◆ Extract provided
* * *
# Hello S3!! but why that rattle??



## soulflyer (Feb 18, 2012)

Hello everyone, I am new here and I picked up my S3 (Sepang blue, magnetic ride) 10 days ago and once I passed the 1000km yesterday I punched it.... what a delight!
But oh boy, there is a distinct rattle in 'dynamic' mode between 3800 - 4000 rpm. This rattle disappears in comfort mode (so yes, I think its somehow related to the engine noise generator). It is very distinct and sounds like something is loose in the car. Once noticed one can hear it even when the car is not under acceleration but within the aforementioned rpms. I will bring it back to the shop this coming week to show it to the foreman. 
However I would be interested if someone would be so kind and try to reproduce this behavior and let me know. 
It is fully reproducible in my car: 2nd gear, full throttle, throaty sound between 1500-3800 rpm, throaty and rattle sound between 3800 - 4000 rpm, throaty sound until 5500 rpm (did not redline it..)

Thanks in advance for any help on this

Cheers


----------



## Chimera (Jul 6, 2002)

Is it a buzzing from the soundkator/noise generator coming from firewall area? Mine seems rattle/vibrate under full load in that rpm range.


----------



## RyanA3 (May 11, 2005)

Time to disconnect that pos hockey puck.


----------



## soulflyer (Feb 18, 2012)

Exactly, the rattle seems to come from the lower window, firewall area...


----------



## golfcar5 (Mar 15, 2008)

I have the same rattle...very annoying.

Has anyone brought it to their dealer's attention?


----------



## soulflyer (Feb 18, 2012)

I got an appointment with the dealer and guess what, the rattle disappeared before I could get there. And it reappeared last night. This time I recorded it.. 
I suspect that the temperature could be a factor. Its -20c during the night and -10c yesterday on the way to the dealer. 

to be continued...


----------



## JMilo (Feb 20, 2015)

*any news?*

soulflyer, any news from the dealer?

I have the same issue. My dealer was able to reproduce, but said it happens on "all S3s". What do you think? It annoys the  out of me... :banghead:


----------



## soulflyer (Feb 18, 2012)

Of course its still there. I am going this Tuesday for other reasons, the dealer installed tint is coming off on the drivers side and the keyless entry is useless (there is a thread about that issue too). 
For the time being I put the 'individual mode' into the same settings as 'dynamic' just without the engine noise... 
If the rattle is there while I am at the dealer I will show it as well. I even recorded it and it is really annoying... no wonder people get rid of the soundaktor completely.. 

Will let you know...


----------



## BGR (Jul 23, 2014)

I've got it as well, only in dynamic (or with engine set to dynamic in individual) and only above about 3k rpm but would describe it more as a buzz. I just set everything else in individual to dynamic and leave engine in comfort.
* * *
Stored items

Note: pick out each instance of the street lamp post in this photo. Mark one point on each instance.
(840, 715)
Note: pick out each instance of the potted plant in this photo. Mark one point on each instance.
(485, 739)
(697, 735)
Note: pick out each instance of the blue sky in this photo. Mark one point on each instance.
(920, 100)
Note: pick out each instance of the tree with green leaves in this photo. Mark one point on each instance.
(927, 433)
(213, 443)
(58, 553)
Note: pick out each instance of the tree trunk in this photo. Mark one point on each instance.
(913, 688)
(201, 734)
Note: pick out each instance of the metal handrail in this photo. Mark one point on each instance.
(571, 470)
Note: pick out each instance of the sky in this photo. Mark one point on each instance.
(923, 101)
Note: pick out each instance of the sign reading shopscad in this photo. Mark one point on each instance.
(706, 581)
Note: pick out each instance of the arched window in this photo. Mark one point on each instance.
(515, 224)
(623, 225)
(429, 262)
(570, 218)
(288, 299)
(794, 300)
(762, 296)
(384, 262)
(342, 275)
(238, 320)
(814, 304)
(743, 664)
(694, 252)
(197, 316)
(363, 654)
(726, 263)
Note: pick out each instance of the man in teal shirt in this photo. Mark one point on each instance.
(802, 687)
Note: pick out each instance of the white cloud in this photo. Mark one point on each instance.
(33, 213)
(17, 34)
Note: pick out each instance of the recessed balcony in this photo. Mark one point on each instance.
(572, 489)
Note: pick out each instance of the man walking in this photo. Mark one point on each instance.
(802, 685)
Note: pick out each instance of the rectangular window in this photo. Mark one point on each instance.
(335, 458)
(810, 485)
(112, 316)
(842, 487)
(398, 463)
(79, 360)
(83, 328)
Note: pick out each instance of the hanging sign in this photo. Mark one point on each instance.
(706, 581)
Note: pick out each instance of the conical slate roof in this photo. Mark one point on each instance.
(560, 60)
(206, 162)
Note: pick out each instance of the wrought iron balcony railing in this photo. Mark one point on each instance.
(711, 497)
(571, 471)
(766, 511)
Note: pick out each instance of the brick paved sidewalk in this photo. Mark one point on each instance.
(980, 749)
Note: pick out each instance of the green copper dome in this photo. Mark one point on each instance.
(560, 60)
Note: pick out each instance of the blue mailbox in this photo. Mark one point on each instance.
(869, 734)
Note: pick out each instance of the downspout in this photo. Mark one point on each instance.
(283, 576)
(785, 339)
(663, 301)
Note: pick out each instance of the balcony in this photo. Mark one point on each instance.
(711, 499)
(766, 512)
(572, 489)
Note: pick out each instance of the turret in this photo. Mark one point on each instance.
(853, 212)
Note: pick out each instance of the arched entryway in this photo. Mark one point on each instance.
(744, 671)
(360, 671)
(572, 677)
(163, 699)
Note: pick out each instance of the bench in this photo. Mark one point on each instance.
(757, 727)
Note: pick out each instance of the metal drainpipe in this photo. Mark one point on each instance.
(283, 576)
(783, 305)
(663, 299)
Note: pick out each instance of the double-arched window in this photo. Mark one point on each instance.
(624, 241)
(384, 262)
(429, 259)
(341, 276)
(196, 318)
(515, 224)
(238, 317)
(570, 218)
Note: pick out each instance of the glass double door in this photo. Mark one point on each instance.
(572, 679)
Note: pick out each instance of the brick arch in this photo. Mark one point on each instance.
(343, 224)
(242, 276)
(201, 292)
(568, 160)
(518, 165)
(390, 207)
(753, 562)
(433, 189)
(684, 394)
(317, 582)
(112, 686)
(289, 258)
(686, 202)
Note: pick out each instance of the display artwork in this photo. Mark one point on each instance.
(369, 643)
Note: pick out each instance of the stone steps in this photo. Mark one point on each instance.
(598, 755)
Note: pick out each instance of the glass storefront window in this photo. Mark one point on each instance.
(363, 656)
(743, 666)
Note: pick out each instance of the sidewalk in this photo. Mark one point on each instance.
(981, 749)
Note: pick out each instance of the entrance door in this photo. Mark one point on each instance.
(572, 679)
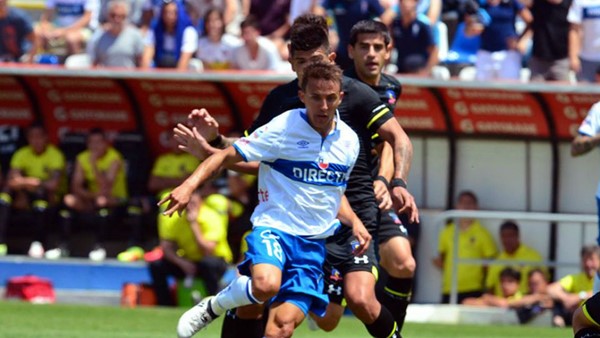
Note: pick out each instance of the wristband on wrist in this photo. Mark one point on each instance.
(398, 182)
(217, 142)
(382, 179)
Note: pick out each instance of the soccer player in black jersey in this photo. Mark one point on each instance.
(363, 111)
(370, 48)
(586, 319)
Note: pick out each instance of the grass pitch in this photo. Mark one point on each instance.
(24, 320)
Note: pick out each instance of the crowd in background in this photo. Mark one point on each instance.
(551, 40)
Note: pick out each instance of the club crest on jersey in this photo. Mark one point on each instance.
(391, 96)
(302, 144)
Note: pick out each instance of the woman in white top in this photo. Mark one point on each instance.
(172, 40)
(215, 49)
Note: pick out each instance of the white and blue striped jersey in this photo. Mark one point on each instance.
(302, 175)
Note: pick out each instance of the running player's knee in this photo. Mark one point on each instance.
(282, 326)
(264, 287)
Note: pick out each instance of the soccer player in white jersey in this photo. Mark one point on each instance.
(306, 156)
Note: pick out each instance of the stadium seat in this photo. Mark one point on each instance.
(78, 61)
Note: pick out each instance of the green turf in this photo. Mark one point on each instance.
(24, 320)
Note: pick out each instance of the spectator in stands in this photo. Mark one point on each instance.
(16, 32)
(550, 53)
(98, 187)
(194, 245)
(33, 184)
(273, 20)
(513, 250)
(345, 13)
(417, 51)
(499, 56)
(198, 10)
(117, 43)
(474, 242)
(584, 40)
(215, 49)
(66, 22)
(172, 41)
(134, 15)
(257, 52)
(570, 291)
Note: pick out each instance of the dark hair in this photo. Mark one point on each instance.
(321, 71)
(589, 250)
(369, 27)
(250, 21)
(309, 32)
(468, 193)
(510, 273)
(509, 225)
(207, 15)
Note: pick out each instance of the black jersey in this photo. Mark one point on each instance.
(363, 111)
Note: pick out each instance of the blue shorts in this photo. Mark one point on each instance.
(300, 261)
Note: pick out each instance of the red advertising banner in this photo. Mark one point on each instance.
(248, 98)
(77, 104)
(419, 111)
(568, 110)
(495, 113)
(164, 103)
(15, 108)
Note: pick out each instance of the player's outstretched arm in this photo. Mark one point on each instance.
(192, 142)
(347, 216)
(208, 127)
(180, 196)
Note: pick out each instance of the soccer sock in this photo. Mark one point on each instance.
(236, 294)
(588, 333)
(395, 296)
(235, 327)
(384, 326)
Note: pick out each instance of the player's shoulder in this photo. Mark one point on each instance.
(389, 80)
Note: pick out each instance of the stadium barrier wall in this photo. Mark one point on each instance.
(508, 142)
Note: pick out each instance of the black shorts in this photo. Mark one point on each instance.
(591, 308)
(340, 260)
(390, 226)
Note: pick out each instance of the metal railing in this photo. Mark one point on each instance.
(454, 215)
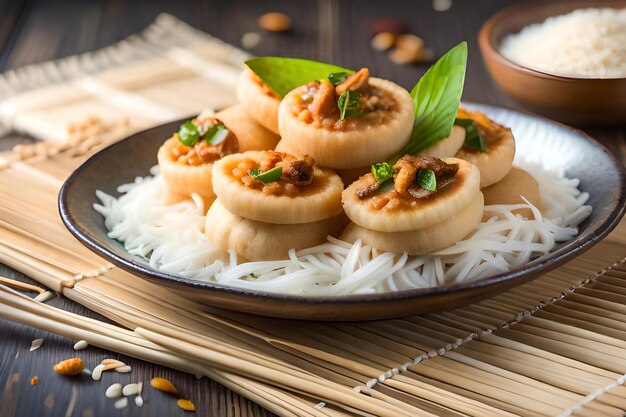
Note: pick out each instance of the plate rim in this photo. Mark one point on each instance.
(528, 270)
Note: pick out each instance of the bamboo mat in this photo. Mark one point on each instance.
(553, 347)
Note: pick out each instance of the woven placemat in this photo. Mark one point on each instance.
(556, 346)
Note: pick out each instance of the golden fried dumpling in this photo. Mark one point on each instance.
(187, 167)
(403, 205)
(497, 160)
(275, 187)
(430, 204)
(251, 135)
(356, 123)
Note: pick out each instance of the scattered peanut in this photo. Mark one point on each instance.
(80, 345)
(410, 42)
(250, 40)
(72, 366)
(394, 26)
(163, 384)
(186, 405)
(36, 344)
(275, 22)
(383, 41)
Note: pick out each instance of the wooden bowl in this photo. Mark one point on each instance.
(577, 101)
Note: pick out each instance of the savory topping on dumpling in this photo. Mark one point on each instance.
(276, 187)
(202, 140)
(342, 96)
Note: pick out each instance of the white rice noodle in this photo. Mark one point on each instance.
(172, 238)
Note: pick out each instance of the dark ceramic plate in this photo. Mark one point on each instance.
(579, 155)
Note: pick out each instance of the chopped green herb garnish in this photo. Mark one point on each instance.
(271, 175)
(337, 78)
(383, 171)
(426, 179)
(216, 135)
(188, 134)
(436, 98)
(473, 138)
(348, 103)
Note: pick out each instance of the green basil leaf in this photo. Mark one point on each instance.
(383, 171)
(337, 78)
(216, 135)
(188, 134)
(436, 98)
(473, 138)
(348, 103)
(284, 74)
(426, 179)
(271, 175)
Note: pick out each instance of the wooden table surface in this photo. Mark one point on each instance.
(329, 30)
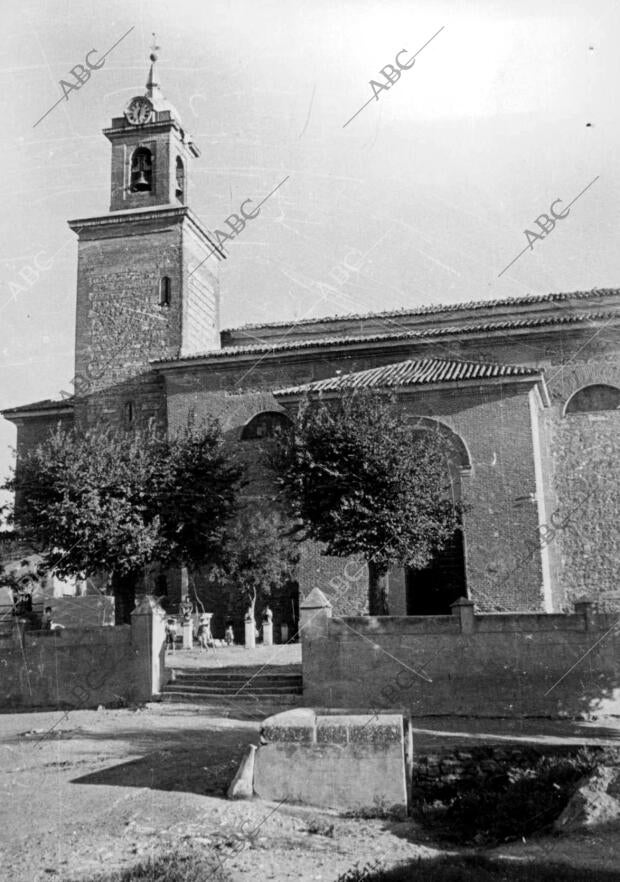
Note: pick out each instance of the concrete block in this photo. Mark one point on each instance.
(342, 762)
(241, 786)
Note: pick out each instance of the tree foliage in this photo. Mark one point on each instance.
(363, 481)
(257, 557)
(104, 501)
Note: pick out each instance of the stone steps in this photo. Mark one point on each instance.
(241, 689)
(213, 686)
(208, 698)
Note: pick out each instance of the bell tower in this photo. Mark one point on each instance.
(151, 152)
(147, 286)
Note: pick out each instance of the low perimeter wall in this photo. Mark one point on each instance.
(85, 667)
(498, 665)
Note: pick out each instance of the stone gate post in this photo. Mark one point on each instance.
(148, 637)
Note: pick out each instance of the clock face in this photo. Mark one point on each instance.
(139, 111)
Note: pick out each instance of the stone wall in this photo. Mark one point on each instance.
(443, 774)
(502, 665)
(85, 667)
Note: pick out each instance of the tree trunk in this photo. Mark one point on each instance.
(378, 587)
(124, 589)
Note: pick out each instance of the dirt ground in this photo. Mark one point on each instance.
(90, 790)
(87, 791)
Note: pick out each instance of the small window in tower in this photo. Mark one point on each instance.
(164, 291)
(141, 171)
(180, 189)
(129, 413)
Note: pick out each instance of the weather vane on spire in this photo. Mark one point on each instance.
(152, 85)
(154, 48)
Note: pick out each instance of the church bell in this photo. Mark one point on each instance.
(141, 182)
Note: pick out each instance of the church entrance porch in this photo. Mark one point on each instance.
(432, 590)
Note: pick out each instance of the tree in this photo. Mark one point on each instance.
* * *
◆ Exercise details
From the forum thread about the S3 rattle, quote the passage starting at "Of course its" and ending at "(Jul 23, 2014)".

◆ Exercise solution
Of course its still there. I am going this Tuesday for other reasons, the dealer installed tint is coming off on the drivers side and the keyless entry is useless (there is a thread about that issue too). 
For the time being I put the 'individual mode' into the same settings as 'dynamic' just without the engine noise... 
If the rattle is there while I am at the dealer I will show it as well. I even recorded it and it is really annoying... no wonder people get rid of the soundaktor completely.. 

Will let you know...


----------



## BGR (Jul 23, 2014)